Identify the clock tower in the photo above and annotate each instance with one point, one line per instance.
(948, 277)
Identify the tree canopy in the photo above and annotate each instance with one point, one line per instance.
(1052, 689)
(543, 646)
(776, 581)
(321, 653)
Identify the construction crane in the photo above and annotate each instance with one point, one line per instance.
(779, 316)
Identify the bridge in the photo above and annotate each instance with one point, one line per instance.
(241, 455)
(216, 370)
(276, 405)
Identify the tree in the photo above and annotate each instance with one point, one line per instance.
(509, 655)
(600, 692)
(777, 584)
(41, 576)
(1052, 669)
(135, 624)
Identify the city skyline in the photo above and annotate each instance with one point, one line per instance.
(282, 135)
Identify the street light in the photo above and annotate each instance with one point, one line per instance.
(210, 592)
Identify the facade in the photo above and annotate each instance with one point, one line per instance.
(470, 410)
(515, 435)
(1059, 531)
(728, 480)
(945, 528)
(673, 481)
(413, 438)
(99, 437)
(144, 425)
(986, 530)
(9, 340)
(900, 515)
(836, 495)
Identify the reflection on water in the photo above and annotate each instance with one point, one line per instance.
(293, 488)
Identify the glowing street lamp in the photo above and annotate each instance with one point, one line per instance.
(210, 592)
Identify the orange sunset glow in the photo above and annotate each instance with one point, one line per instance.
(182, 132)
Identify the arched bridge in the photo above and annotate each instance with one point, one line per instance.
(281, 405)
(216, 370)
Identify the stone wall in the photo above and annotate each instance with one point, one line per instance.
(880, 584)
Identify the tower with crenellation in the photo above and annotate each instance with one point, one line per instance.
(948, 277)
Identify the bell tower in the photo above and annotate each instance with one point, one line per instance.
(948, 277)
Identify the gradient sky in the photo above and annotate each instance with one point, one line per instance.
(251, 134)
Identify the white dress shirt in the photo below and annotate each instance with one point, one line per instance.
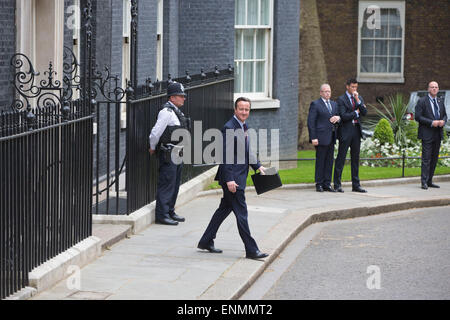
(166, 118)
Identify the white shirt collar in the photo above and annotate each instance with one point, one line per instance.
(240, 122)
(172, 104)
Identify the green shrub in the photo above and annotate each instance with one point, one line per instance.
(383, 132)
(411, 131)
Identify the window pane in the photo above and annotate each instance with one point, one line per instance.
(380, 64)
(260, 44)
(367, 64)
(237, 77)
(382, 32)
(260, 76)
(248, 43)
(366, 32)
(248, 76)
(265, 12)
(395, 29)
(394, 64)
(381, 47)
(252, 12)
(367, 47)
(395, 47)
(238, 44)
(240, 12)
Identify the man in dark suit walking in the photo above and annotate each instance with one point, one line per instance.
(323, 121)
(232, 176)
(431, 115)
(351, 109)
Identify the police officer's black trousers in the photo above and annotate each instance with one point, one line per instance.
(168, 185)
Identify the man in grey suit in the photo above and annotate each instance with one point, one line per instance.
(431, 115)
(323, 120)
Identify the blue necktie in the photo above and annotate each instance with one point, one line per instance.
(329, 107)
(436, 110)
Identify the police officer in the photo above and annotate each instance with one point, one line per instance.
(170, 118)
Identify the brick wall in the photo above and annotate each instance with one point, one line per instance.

━━━

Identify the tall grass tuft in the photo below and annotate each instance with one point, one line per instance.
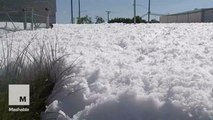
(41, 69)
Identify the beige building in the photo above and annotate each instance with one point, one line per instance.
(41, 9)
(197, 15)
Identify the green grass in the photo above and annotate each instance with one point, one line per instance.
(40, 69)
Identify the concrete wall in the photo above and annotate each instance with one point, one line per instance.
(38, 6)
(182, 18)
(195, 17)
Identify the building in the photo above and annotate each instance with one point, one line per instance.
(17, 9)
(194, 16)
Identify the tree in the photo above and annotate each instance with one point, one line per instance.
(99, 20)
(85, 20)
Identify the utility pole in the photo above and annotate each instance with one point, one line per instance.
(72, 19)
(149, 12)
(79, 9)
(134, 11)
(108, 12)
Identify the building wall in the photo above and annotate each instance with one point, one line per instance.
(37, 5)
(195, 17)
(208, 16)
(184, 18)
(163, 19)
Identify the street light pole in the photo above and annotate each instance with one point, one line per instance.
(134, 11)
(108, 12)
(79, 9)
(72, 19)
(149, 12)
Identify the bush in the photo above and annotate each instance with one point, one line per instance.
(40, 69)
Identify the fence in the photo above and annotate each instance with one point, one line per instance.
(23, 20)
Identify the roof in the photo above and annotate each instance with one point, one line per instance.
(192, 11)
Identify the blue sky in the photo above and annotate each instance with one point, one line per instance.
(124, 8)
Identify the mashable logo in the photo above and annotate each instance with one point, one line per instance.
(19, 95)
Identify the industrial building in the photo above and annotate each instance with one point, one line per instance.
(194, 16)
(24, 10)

━━━

[What you will do]
Reproduce the data verbatim, beginning at the line containing "Identify the green shrub" and ending after the line containing "Identify the brick".

[Expected answer]
Identify the green shrub in the photo above and annotate each instance with one point, one line per instance.
(383, 132)
(411, 131)
Identify the window pane in the photo above and annotate each instance with one point, one line per instance.
(380, 64)
(260, 44)
(367, 64)
(237, 77)
(382, 32)
(260, 76)
(248, 43)
(366, 32)
(248, 76)
(265, 12)
(395, 29)
(394, 64)
(381, 47)
(252, 12)
(367, 47)
(395, 47)
(238, 44)
(240, 12)
Identify the man in dark suit walking in the photo above and annotate each instance with one point, one line per instance.
(323, 121)
(232, 176)
(431, 115)
(351, 109)
Identify the police officer's black trousers in the photo above and annotate each instance with one point, one line per instance.
(168, 185)
Identify the man in grey suit in the photo above and annotate each instance with one point, one line per instance.
(431, 115)
(323, 120)
Identify the blue necktie in the photo above and annotate each instance with one point, one line per instance.
(329, 107)
(436, 110)
Identify the police officer in the photo above and annotate each instance with one point, one line per instance.
(170, 118)
Identify the brick wall in the photo above and annotate each instance with one point, one line per instance.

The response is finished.